** start of Source passage **

This is one of Bowie's outstanding Deram tracks and, recorded on December 8th-9th 1966, it's also among the earliest evidence of his emerging Buddhist phase. He had told Melody Maker the previous February that "I want to go to Tibet. It's a fascinating place, you know...The Tibetan monks, lamas, bury themselves inside mountains for weeks and only eat every three days. They're ridiculous - and it's said they live for centuries." David's dabblings in Buddhism would inform several other tracks of the period, but "Silly Boy Blue" is the first and the most obvious: the lyric addresses a "Child of Tibet" and references Lhasa, Potala, reincarnation and even "Yak-butter statues", alongside other Buddhist terms such as "chela" and "overself". In 1968 - 1969 an adapted version would provide the backing for David's Tibetan mime sequence Jetsun And The Eagle.

     David's brief association with The Riot Squad in the spring of 1967 saw him mount another recording of the number: during the same April 5th session at Decca Studios which spawned "Toy Soldier" and "Waiting For The Man", no fewer than seven instrumental takes of "Silly Boy Blue" were recorded to create a backing track for one of The Riot Squad's live routines. What emerged was a more conventional beat-style rendition than the album version, featuring prominent drums and bass, reversed guitar effects, organ and flute. A simpler acoustic version of "Silly Boy Blue" recorded with The Riot Squad, this time with David on vocals, appears on The Last Chapter: Mods & Sods and The Toy Soldier EP. David later performed the song during Lindsay Kemp's mime production Pierrot In Turquoise, and further new recordings featured in his first two BBC radio sessions, taped on December 18th 1967 and May 13th 1968. The first of these remains close in style to the album version and can be heard on David Bowie: Deluxe Edition, while the second, available on Bowie At The Beeb, showcases an expansive Tony Visconti arrangement for strings, keyboards and percussion which really opens up and enriches the song's potential: as Tibetan cymbals and gongs echo around him, Bowie chants "Chime Chime Chime" during the instrumental section in tribute to his Buddhist teacher and friend Chime Youngdong Rimpoche.

** end of Source passage **

- _Aim 1_
Repeat the records word for word, everything from the line containing "the white flight" down to the end of the records.
The passage about Bowie's song has nothing to do with the records.

** start of Exercise material **

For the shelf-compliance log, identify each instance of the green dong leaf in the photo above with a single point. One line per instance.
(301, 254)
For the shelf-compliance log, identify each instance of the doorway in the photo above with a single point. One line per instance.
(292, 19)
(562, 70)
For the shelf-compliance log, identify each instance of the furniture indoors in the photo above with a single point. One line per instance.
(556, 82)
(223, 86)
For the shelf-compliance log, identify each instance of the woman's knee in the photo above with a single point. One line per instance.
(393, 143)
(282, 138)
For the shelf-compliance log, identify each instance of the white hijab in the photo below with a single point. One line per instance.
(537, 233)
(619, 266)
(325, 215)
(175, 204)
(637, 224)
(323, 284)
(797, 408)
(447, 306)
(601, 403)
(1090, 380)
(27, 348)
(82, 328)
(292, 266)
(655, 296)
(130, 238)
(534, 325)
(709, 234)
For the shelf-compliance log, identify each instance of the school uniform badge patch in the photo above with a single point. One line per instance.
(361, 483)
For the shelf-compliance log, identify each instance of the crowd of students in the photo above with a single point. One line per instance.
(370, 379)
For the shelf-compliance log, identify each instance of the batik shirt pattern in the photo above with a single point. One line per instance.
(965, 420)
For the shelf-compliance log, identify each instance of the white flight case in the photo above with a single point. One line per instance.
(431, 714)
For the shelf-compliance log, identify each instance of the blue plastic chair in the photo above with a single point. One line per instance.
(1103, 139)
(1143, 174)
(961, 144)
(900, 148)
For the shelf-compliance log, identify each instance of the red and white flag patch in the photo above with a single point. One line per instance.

** end of Exercise material **

- _Aim 2_
Reproduce the passage about Bowie's song word for word, everything from "This is one" down to "And The Eagle.".

- _Output 1_
For the shelf-compliance log, identify each instance of the white flight case in the photo above with a single point. One line per instance.
(431, 714)
For the shelf-compliance log, identify each instance of the blue plastic chair in the photo above with a single point. One line per instance.
(1103, 139)
(1143, 174)
(961, 144)
(900, 148)
For the shelf-compliance log, identify each instance of the red and white flag patch in the photo above with a single point. One line per instance.

- _Output 2_
This is one of Bowie's outstanding Deram tracks and, recorded on December 8th-9th 1966, it's also among the earliest evidence of his emerging Buddhist phase. He had told Melody Maker the previous February that "I want to go to Tibet. It's a fascinating place, you know...The Tibetan monks, lamas, bury themselves inside mountains for weeks and only eat every three days. They're ridiculous - and it's said they live for centuries." David's dabblings in Buddhism would inform several other tracks of the period, but "Silly Boy Blue" is the first and the most obvious: the lyric addresses a "Child of Tibet" and references Lhasa, Potala, reincarnation and even "Yak-butter statues", alongside other Buddhist terms such as "chela" and "overself". In 1968 - 1969 an adapted version would provide the backing for David's Tibetan mime sequence Jetsun And The Eagle.